# PROVIDED ENTRIES
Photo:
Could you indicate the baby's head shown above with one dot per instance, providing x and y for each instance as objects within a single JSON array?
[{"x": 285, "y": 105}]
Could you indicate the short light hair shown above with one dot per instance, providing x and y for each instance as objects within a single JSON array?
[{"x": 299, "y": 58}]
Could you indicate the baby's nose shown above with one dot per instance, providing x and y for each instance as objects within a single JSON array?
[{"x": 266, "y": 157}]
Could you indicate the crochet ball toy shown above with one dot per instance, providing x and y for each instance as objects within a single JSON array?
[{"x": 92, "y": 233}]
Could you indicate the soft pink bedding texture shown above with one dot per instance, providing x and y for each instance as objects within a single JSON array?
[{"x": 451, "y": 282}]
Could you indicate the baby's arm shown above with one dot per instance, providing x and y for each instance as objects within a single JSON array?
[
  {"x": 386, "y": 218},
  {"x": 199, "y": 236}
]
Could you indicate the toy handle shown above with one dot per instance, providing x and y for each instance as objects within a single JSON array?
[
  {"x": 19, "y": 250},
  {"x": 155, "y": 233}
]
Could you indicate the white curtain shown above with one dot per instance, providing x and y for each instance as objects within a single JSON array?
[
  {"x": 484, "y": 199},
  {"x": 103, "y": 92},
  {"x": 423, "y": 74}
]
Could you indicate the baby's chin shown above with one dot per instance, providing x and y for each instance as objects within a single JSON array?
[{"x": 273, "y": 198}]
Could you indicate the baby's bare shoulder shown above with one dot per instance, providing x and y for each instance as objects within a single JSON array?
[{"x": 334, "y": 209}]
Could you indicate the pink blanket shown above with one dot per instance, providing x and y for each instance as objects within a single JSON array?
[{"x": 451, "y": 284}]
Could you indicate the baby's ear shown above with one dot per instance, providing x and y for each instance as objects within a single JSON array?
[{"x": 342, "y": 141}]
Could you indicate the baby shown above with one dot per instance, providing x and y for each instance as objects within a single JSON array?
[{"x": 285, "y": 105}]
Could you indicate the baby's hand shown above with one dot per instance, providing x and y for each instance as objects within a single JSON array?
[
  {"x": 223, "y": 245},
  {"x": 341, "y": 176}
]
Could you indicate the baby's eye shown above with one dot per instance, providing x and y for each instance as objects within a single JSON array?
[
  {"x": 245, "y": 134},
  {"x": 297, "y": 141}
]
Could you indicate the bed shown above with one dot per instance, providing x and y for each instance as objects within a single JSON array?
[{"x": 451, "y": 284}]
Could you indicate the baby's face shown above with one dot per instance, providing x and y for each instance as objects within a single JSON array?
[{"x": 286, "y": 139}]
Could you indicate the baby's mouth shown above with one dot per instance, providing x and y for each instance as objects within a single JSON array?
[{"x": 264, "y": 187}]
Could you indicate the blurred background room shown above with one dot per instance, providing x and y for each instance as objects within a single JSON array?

# WHAT IS NEEDED
Return exactly the lines from the one containing "Could you indicate the baby's bare" to the last line of the data, and nothing more.

# RESPONSE TO THIS EXERCISE
Could you indicate the baby's bare shoulder shown above with one dot per instance, providing x and y for each instance as objects within a single JSON array?
[{"x": 334, "y": 209}]
Could you indicate the pink blanket shown above with one dot per instance, providing x and y for each instance as objects within a single JSON array?
[{"x": 451, "y": 284}]
Could you indicate the baby's ear shown above with one dot per instance, providing x and y for each instance as objects within a single JSON array?
[{"x": 342, "y": 141}]
Could you indicate the baby shown above with one dot per instance, providing x and y for each instance as objects within a single JSON array?
[{"x": 285, "y": 105}]
Could you indicate the baby's hand shown above with one dot per instance, providing x and y for each instance as objects within a single JSON array?
[
  {"x": 223, "y": 245},
  {"x": 341, "y": 176}
]
Could you indicate the baby's eye shown above with one dot per instance, providing x and y for each instance as objects within a single JSON array?
[
  {"x": 245, "y": 134},
  {"x": 297, "y": 141}
]
Could you indicate the bed shown above with one dot per instance, providing x and y for each instance as objects within a single JSON array?
[{"x": 451, "y": 284}]
Could you indicate the baby's face shown above with one dot per instance, providing x and y for each instance as objects within a single JSON array?
[{"x": 286, "y": 139}]
Could you indicate the baby's mouth shown above with one dot per instance, providing x and y for each instance as objects within a single JSON array?
[{"x": 264, "y": 187}]
Could you indicate the blurred background room shown above with one dot per instance, providing x and y for each instance as objects within a single JSON array?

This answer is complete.